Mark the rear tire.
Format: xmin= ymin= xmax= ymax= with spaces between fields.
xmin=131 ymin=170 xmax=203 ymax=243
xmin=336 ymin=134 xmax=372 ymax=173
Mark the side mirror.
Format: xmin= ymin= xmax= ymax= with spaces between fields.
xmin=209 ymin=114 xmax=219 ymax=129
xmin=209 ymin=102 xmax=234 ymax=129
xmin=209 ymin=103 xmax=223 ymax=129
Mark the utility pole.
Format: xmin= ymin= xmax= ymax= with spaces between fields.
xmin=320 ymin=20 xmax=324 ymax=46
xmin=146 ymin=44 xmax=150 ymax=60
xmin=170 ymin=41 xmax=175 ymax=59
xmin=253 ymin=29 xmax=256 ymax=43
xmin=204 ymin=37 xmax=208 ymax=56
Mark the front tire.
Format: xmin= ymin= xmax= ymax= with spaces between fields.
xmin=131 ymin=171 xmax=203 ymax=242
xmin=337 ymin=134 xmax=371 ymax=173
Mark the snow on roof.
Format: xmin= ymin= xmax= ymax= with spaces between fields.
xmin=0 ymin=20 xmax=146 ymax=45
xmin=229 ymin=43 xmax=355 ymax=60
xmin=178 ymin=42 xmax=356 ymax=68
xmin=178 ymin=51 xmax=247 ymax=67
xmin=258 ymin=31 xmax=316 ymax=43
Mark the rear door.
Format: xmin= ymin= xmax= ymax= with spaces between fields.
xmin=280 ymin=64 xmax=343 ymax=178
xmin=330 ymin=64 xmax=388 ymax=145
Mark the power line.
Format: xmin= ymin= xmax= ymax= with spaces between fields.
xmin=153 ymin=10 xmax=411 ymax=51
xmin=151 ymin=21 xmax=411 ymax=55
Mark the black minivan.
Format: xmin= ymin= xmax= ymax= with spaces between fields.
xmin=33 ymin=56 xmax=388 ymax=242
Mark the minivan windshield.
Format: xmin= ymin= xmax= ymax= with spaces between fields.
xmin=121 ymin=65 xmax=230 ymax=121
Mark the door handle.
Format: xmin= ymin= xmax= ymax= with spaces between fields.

(Required work) Print, from the entries above, the line with "Mark the front tire.", the line with "Mark the snow on roof." and all lines between them, exactly and with nothing else.

(Answer space)
Mark the front tire.
Format: xmin= ymin= xmax= ymax= with spaces between fields.
xmin=131 ymin=171 xmax=203 ymax=242
xmin=337 ymin=134 xmax=371 ymax=173
Mark the snow on roof.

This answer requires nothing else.